TASK: Would you return all of this data exactly, leaving nothing out?

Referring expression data
* * *

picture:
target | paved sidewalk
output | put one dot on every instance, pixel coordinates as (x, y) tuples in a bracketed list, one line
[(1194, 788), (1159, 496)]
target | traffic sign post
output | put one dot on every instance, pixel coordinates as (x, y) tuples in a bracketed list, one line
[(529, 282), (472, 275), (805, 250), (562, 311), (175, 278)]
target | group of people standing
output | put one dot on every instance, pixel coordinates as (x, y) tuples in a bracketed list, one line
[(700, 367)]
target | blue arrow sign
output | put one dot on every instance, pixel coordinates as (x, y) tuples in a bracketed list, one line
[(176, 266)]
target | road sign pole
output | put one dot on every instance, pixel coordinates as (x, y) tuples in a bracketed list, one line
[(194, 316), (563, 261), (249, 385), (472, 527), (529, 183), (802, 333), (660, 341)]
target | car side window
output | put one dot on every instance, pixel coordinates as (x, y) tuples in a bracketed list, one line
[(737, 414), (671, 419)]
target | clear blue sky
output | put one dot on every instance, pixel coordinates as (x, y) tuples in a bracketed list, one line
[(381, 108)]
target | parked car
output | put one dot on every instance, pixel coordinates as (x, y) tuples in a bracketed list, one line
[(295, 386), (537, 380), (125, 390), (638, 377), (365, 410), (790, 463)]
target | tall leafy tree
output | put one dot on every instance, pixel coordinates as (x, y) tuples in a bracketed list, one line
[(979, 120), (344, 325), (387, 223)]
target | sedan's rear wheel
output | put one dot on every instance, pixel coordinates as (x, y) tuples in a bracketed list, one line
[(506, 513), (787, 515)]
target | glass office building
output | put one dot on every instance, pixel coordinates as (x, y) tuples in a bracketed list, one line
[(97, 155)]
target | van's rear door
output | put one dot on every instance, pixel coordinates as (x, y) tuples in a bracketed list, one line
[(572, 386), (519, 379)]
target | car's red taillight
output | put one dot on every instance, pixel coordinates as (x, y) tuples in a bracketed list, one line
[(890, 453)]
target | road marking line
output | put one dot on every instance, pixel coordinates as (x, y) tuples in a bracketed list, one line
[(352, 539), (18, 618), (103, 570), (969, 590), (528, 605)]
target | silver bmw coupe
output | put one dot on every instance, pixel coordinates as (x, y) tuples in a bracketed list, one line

* * *

RESULT OF THE TASK:
picture:
target | paved sidewalk
output | put one dot on every instance, pixel coordinates as (x, y) tuples in a bracketed list, one line
[(1194, 788), (1159, 496)]
target | traffic sign post
output | put one dot on every instance, pixel coordinates as (x, y) tuples in a bracketed list, one line
[(529, 282), (472, 275), (805, 250), (562, 311), (175, 278)]
target | group of people standing
output | put one dot on every instance, pixel coordinates as (x, y) tuples in a bracketed list, one line
[(700, 367)]
target | blue arrow sign
output | put one dot on every instance, pixel coordinates as (x, y) tuples in a bracketed list, one line
[(176, 266)]
target | road sign pole
output | put one dot on every instance, pixel coordinates as (x, y) tuples in a bracketed list, one line
[(194, 316), (563, 261), (249, 385), (472, 527), (529, 183), (802, 333), (660, 341)]
target | car side window
output | put one dot on every instance, pixel coordinates as (x, y) tuples in a bracketed list, one line
[(737, 414), (671, 419)]
target | clear blue sky
output | put one dot on every instance, pixel coordinates as (x, y) tuples in a bracketed list, one line
[(381, 108)]
target | parked car
output | put one dot on every instance, pixel coordinates as (x, y) tuples in a bracketed list, one line
[(295, 386), (537, 380), (125, 390), (638, 377), (365, 410), (790, 463)]
target | tall leafy tree
output | put one dot on every instance, pixel coordinates as (x, y) tuples in a bracketed list, one line
[(979, 120), (344, 325), (387, 223)]
target | sedan's rear wheel
output | put one dot on every instance, pixel coordinates as (x, y) tuples in a bracketed list, one line
[(506, 513), (787, 515)]
target | glass office building
output | put one dot on every instance, pixel coordinates as (x, y) tuples in a bracketed list, one line
[(97, 155)]
target | van's rear door
output | put one dot on every instance, pixel coordinates as (x, y) tuples in a bracketed list, one line
[(572, 386), (519, 379)]
target | car's red taillight
output | put one dot on every instance, pixel coordinates as (x, y) tuples in a bracketed list, one line
[(890, 453)]
target | road marking line
output | put one dot on every instance, pixel coordinates as (x, y) tuples in a bracketed list, one line
[(352, 539), (18, 618), (103, 570), (969, 590), (528, 605)]
target | silver bmw coupe
output | put one dot on every instance, pixel coordinates as (x, y) tuples in a bracketed list, one line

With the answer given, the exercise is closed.